→ PROBLEM TO WORK ON
Recast all of the data below as a two-column CSV with the headers input and output. Give one row for each text and its answer, each in its own quoted field, with any line breaks replaced by spaces.

-------- RECORDS FOR THE TASK

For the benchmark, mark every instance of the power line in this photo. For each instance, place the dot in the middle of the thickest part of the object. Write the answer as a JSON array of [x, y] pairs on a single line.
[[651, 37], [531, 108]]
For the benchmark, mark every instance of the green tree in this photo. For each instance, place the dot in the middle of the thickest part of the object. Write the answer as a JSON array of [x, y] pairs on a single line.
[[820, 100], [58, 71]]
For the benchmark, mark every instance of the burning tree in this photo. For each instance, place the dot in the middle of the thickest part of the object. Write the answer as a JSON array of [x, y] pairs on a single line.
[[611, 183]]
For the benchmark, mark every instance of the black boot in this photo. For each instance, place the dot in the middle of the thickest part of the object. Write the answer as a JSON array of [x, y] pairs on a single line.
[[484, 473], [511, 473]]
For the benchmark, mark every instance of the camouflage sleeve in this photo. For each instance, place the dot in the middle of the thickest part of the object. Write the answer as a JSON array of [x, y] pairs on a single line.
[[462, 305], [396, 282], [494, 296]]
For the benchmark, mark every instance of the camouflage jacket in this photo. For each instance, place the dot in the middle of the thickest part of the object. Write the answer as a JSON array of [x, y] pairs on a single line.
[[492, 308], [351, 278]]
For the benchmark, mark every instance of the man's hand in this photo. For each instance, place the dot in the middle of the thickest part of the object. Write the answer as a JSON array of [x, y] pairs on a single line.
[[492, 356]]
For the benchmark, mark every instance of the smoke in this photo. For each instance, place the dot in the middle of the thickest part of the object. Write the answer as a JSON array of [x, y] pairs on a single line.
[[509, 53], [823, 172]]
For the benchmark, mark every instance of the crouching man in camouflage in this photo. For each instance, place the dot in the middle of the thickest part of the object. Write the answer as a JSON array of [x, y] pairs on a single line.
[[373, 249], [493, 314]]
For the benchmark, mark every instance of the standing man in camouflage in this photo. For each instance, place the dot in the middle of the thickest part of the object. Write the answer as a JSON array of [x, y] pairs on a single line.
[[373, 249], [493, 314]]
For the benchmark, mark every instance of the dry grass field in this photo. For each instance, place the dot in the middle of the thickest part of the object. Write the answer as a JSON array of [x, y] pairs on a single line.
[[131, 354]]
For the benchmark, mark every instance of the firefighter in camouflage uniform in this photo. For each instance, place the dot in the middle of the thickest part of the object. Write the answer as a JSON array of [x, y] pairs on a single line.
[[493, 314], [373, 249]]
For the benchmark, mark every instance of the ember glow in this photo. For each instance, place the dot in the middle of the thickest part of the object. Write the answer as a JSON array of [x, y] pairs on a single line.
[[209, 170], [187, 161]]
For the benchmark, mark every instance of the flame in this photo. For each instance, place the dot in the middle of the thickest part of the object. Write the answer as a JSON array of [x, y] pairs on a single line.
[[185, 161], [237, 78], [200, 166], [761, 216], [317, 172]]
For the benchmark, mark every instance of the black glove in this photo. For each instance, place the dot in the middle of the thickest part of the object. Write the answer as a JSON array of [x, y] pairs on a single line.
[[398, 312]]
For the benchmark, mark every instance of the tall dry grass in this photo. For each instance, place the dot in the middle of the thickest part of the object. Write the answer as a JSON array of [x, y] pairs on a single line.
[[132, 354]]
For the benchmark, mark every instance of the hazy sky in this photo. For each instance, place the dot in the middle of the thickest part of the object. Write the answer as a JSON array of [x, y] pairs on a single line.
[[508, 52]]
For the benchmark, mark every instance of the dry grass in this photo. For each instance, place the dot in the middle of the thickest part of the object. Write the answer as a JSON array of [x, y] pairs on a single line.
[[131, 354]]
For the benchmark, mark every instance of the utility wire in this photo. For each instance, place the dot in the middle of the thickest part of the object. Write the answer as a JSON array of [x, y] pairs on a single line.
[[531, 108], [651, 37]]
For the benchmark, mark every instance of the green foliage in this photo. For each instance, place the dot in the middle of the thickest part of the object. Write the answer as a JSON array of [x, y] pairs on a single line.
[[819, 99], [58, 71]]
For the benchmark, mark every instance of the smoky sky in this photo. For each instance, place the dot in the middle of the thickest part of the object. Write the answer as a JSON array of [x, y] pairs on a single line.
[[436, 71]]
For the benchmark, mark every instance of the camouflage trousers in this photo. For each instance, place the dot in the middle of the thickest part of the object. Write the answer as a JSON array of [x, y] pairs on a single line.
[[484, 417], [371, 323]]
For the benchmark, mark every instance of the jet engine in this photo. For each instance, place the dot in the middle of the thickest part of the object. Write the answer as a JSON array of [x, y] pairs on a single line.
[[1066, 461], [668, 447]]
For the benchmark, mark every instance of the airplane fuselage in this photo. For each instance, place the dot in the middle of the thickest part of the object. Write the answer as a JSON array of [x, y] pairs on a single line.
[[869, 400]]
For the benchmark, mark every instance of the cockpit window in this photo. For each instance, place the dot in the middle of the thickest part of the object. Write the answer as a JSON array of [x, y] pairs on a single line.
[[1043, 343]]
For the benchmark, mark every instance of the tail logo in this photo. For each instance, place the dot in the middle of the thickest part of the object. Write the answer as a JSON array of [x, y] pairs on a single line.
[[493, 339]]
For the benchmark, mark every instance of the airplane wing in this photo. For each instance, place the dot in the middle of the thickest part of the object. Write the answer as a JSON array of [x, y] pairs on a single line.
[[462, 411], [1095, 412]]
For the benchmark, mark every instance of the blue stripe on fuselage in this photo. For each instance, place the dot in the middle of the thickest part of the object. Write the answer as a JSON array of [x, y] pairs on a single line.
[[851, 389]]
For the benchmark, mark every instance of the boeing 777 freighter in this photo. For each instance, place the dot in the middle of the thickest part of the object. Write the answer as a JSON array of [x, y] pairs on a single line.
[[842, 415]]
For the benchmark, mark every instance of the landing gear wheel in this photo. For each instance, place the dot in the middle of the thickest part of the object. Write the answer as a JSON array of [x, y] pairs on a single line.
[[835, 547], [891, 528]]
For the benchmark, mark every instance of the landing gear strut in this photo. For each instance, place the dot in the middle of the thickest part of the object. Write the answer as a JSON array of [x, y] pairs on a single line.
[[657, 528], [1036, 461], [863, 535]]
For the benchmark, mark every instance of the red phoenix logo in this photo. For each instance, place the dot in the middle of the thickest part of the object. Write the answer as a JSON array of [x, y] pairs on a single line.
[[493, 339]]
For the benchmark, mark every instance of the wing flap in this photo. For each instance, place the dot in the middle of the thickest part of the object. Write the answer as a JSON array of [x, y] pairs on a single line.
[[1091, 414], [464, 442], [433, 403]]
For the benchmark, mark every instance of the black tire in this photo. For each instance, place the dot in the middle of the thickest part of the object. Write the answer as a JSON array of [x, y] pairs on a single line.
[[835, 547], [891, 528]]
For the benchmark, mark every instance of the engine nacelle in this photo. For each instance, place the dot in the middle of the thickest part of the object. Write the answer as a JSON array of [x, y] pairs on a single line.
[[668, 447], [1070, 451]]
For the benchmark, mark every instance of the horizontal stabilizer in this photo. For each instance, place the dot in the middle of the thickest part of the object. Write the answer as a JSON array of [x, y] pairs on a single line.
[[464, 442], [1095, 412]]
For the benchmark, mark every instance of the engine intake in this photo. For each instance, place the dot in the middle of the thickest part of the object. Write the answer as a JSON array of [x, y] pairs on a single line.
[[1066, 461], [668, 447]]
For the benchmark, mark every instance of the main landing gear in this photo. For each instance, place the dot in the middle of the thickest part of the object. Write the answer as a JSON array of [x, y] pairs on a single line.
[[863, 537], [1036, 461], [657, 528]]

----------------

→ SOLVED PROBLEM
input,output
"For the benchmark, mark every instance of the power line in this photo. For each instance, place the dot in the middle of the thickest part of the object. Write the answer as a JSON array of [x, y] pairs on a single line.","[[651, 37], [531, 108]]"
"For the benchmark, mark every instance of the green tree in this photo. For each instance, place the dot in the middle of the thickest part of the object. Write the answer as a JSON array of [x, y] pairs on a single line.","[[820, 100], [58, 71]]"
"For the benchmark, mark every instance of the burning tree in this photo. For each instance, place the dot in the middle of the thickest part of the object. Write the answer as a JSON array of [x, y] pairs on a single line.","[[611, 183]]"
"For the benchmark, mark every instance of the black boot in this photo. For each instance, place the dot in the middle of the thickest part of the object. Write the answer as a JSON array of [x, y] pairs on a single line.","[[484, 473], [511, 473]]"
"For the benchmark, mark every instance of the camouflage sleeve in this photo. For each instance, place the dot in the middle of the thickest part of the object. Write the answer as a JSON array of [x, y] pairs on a single line.","[[462, 305], [396, 282], [494, 296]]"
"For the benchmark, mark every instance of the camouflage jacket in this photo. For each instance, place the dot in the middle of the thickest part of the object. Write the answer as a JSON array of [x, y] pairs on a single line.","[[492, 308], [351, 278]]"
"For the benchmark, mark every instance of the man's hand in this photo. For each instance, place the dot in the middle of the thickest part of the object. Write the answer as a JSON array of [x, y] pairs on a single line.","[[492, 356]]"
"For the benchmark, mark every instance of the smoke in this photo. For each instance, place the dot in the middle of the thickest part of the object. Write the answer as a JSON array of [x, y] pairs on a single line.","[[509, 53], [823, 172]]"
"For the benchmark, mark every instance of the crouching man in camouflage in this photo. For each instance, place the dot in the middle of the thickest part of the object. Write the answer as a JSON array of [x, y] pairs on a single line.","[[373, 249], [493, 314]]"
"For the benchmark, mark every instance of the standing man in camouflage in this photo. For each instance, place the dot in the middle of the thickest part of the object. Write the answer as a JSON array of [x, y] pairs on a single line.","[[373, 249], [493, 314]]"
"For the benchmark, mark every instance of the dry grass field in this photo. For each instance, place the dot in the middle of the thickest part of the object. Write the answer as a JSON array of [x, y] pairs on a single line.","[[131, 354]]"
"For the benchmark, mark every instance of the firefighter in camouflage uniform in this photo. For each instance, place the dot in the middle of the thickest part of the object. Write the answer as a JSON array of [x, y] pairs on a single line.","[[493, 314], [373, 249]]"
"For the benchmark, mark every instance of the ember glow in this photo. For each instance, place the dot in the middle of the thickest part of the object. Write the answer as a JSON array of [x, y] pairs on a single line.","[[209, 170], [187, 161]]"
"For the benchmark, mark every instance of the flame in this photo. For each instance, place the dot in the middle of the thickest part of the object. Write the answer as a JSON array of [x, y] pairs on a single line.","[[185, 161], [237, 78], [200, 166], [761, 216], [317, 172]]"
"For the benchmark, mark every instance of the black glove in this photo. For each instance, place the dot in the middle of the thickest part of the object. Write the answer as a JSON array of [x, y] pairs on a single line.","[[398, 312]]"
"For the benchmark, mark every instance of the tall dry grass in this photo. For each instance, place the dot in the middle of the thickest part of the object. Write the answer as a JSON array of [x, y] pairs on a single line.","[[132, 354]]"
"For the benchmark, mark every instance of the hazy sky in this photo. For each instance, place the dot in the middle of the thickest part of the object. Write the answer as a JSON array of [x, y] pairs on a single line.","[[508, 52]]"
"For the benchmark, mark every instance of the dry grass in this photo. For each instance, place the dot in the middle of the thickest part of the object. Write the answer as a JSON array of [x, y] pairs on a single line.","[[131, 354]]"
"For the benchmark, mark every instance of the utility wire in this photo. For each instance, place the dot in the middle of the thickest part of the object. Write the answer as a JSON array of [x, y] pairs on a single line.","[[531, 108], [651, 37]]"
"For the benchmark, mark every instance of the green foliage in this photo. For each instance, place the dot in the middle of the thickest part of the object. Write the answer as a JSON array of [x, y] pairs on a single line.","[[819, 99], [58, 71]]"
"For the benchmark, mark every instance of the smoky sky in this photo. For each instance, place the dot in the middle of the thickest part of the object. Write the answer as a JSON array of [x, y] pairs on a single line.","[[436, 71]]"
"For the benchmark, mark every instance of the camouflage trousers in this photo. For each instance, place the dot in the middle of the thickest part of the object. Write the answer as a JSON array of [x, y] pairs on a single line.","[[484, 417], [371, 323]]"
"For the benchmark, mark every instance of the jet engine in this photo. For each instance, place the dot in the middle of the thickest part of the object. Write the answer as a JSON array of [x, y] pairs on a single line.","[[1066, 461], [668, 447]]"
"For the benchmark, mark every instance of the airplane fuselage in this photo. For each instance, place the dot in the middle of the thickest part of the object. Write the answer as a JSON array of [x, y] pairs on a single line.","[[869, 400]]"
"For the benchmark, mark every instance of the cockpit window in this photo. For each instance, place the dot in the middle of the thickest part of the object. Write the answer as a JSON array of [x, y] pairs on a single line.","[[1043, 343]]"
"For the benchmark, mark every instance of the tail logo in this photo. For each instance, place the dot in the middle of the thickest part of the object. Write the answer as a JSON array of [x, y] pairs on a single line.","[[493, 339]]"
"For the benchmark, mark every instance of the airplane wing in this photo. For each instance, place the dot in the middle of the thickest part of the object. Write the answer as a JSON array of [x, y] pairs on a single line.","[[462, 411], [1095, 412]]"
"For the benchmark, mark every instance of the blue stripe on fuselage in this photo. For each instance, place the dot in the middle of the thickest part of the object. Write the answer as a JSON array of [x, y] pairs on a single line.","[[851, 389]]"
"For the benchmark, mark every instance of the boeing 777 freighter in this photo. For each instance, place the dot in the middle of the thickest part of the object. Write the answer as a JSON array of [x, y] pairs on a single line.","[[842, 415]]"
"For the benchmark, mark every instance of the landing gear wheel in this photo. For each instance, place the dot in the middle of the thickest part of the object. Write the answer as a JSON array of [x, y] pairs on a single line.","[[835, 547], [891, 528]]"
"For the benchmark, mark every instance of the landing gear strut in this photo. For each instance, place the dot in the middle of the thickest part of the object. Write the answer as a JSON array of [x, y] pairs on a single line.","[[657, 528], [1036, 461], [863, 535]]"
"For the benchmark, mark every instance of the red phoenix logo in this photo. For each instance, place the dot in the middle of the thickest part of the object. Write the answer as a JSON array of [x, y] pairs on a single line.","[[493, 339]]"
"For the benchmark, mark every instance of the wing flap in this photo. For each instance, place the dot in the middle of the thickest part of the object. Write the answer as a JSON array of [x, y] pairs on a single line.","[[1091, 414], [464, 442], [433, 403]]"
"For the benchmark, mark every instance of the black tire in this photo. For each instance, place the dot in the middle of the thickest part of the object. Write the answer as a JSON array of [x, y] pairs on a single line.","[[835, 547], [891, 528]]"
"For the benchmark, mark every instance of the engine nacelle in this photo. For each instance, place the dot in the middle of the thickest part of the object. Write the answer as a JSON array of [x, y] pairs on a single line.","[[668, 447], [1070, 451]]"
"For the benchmark, mark every instance of the horizontal stabilizer in this photo. For each instance, place the dot in the middle of the thickest part of the object. Write the answer as a JSON array of [x, y] pairs on a single line.","[[464, 442], [1095, 412]]"
"For the benchmark, mark every instance of the engine intake in this photo. For each instance, place the dot in the middle of the thickest part of the object. Write the answer as a JSON array of [x, y] pairs on a single line.","[[1066, 461], [668, 447]]"
"For the benchmark, mark every instance of the main landing gear in this photo. For each instance, place the dot in the middle of the thickest part of the object. Write the answer as a JSON array of [x, y] pairs on a single line.","[[863, 537], [1036, 461], [657, 528]]"